* Exercise objective
Copy each line of the listing that includes "target".

* Data section
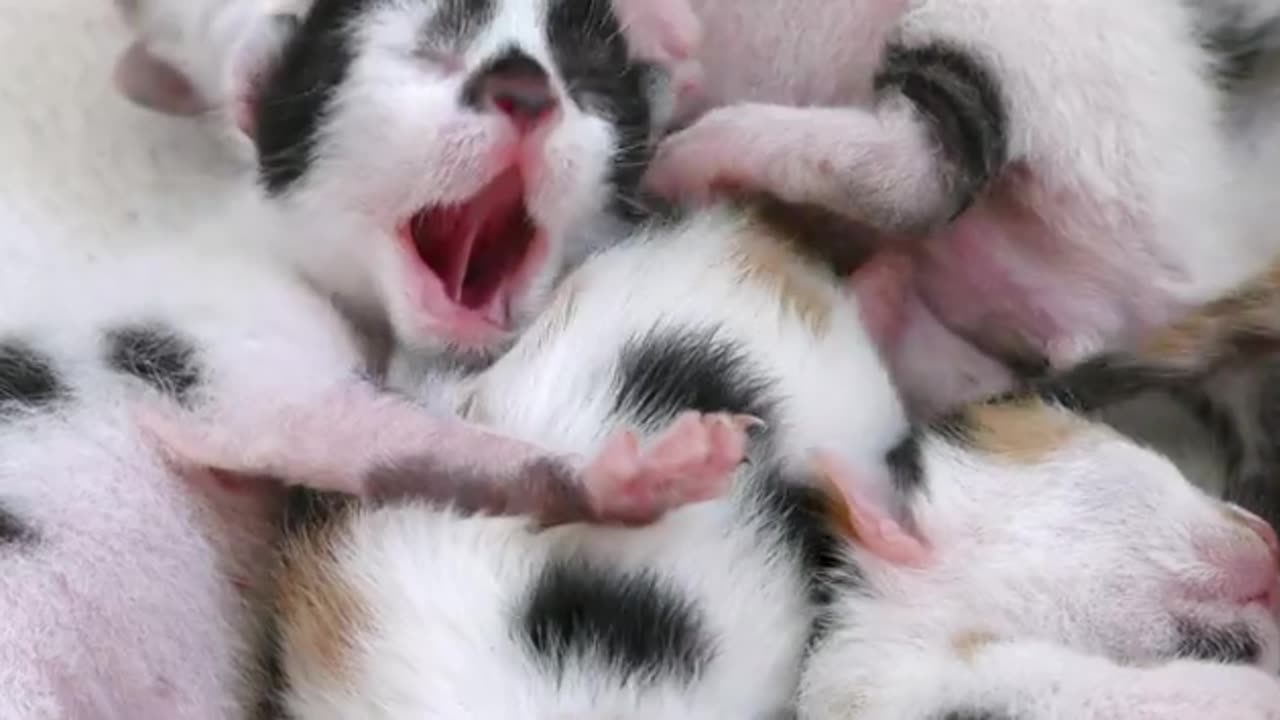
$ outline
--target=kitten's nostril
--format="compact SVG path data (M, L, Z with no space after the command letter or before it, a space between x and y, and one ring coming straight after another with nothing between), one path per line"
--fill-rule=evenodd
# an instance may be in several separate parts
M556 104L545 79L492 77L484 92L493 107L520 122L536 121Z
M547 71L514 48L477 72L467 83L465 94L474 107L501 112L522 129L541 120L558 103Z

...

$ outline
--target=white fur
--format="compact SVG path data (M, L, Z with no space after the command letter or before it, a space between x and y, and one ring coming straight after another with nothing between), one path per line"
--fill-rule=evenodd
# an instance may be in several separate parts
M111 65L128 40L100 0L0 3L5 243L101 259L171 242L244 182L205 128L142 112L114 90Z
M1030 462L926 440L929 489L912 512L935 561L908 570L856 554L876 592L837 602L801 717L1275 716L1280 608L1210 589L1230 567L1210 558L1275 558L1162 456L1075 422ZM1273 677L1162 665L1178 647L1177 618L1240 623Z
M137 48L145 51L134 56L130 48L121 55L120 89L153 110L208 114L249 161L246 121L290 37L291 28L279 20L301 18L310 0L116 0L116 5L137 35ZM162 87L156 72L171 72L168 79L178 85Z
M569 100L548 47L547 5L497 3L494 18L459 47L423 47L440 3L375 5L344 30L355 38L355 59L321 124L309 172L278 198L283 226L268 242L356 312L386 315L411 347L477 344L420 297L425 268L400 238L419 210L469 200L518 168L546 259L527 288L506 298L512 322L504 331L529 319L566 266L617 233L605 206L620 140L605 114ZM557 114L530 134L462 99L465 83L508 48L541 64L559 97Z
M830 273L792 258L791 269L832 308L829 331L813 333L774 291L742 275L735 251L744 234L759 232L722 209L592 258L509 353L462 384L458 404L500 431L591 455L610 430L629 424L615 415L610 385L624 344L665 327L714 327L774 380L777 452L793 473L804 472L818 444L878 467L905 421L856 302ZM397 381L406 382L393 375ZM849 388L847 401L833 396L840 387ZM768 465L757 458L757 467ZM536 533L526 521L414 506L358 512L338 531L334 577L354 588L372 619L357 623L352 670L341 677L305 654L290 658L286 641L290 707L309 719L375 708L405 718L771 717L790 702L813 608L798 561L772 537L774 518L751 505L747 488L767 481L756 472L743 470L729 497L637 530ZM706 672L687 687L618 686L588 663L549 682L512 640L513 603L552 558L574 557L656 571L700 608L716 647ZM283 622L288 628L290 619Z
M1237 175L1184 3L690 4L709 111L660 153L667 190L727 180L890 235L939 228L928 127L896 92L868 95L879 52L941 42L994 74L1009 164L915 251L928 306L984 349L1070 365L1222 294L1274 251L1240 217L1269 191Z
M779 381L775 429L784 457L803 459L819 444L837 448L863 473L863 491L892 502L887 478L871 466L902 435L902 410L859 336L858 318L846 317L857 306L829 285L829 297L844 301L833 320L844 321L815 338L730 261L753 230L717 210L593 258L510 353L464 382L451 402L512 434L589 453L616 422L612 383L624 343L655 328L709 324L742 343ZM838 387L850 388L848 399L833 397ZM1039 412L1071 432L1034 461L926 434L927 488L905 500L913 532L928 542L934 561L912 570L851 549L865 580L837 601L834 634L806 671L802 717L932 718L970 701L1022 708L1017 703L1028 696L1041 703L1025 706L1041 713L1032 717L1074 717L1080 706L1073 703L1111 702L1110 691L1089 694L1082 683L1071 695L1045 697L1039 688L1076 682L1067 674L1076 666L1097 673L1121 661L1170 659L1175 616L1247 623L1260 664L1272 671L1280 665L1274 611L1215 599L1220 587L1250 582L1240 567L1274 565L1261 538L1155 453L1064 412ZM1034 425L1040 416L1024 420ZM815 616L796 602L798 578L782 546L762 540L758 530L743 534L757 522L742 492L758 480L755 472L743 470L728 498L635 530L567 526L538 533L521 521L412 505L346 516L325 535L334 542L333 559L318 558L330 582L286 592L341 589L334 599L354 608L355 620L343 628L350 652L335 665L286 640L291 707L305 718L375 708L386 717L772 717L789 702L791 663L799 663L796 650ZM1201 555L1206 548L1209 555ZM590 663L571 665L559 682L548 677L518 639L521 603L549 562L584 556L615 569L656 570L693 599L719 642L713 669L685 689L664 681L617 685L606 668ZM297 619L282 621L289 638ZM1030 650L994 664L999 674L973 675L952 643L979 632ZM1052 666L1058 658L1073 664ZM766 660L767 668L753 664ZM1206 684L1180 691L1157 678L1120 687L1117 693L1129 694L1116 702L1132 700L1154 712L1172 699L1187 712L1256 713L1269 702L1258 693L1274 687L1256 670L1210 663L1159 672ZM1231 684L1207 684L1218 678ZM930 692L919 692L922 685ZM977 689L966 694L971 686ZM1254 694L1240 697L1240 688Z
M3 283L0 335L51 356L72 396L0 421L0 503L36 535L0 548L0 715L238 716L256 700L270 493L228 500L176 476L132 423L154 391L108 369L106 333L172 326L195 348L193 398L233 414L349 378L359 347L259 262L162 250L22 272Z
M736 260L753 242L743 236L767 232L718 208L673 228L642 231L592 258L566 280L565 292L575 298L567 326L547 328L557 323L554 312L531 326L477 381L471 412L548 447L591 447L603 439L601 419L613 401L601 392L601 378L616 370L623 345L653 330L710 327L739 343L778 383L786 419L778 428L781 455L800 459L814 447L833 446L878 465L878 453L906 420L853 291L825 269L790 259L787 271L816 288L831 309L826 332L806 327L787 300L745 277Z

--

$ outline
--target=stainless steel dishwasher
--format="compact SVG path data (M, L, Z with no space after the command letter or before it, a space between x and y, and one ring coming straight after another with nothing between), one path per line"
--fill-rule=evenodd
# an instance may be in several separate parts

* Answer below
--target=kitten's nostril
--target=white fur
--target=stainless steel dishwasher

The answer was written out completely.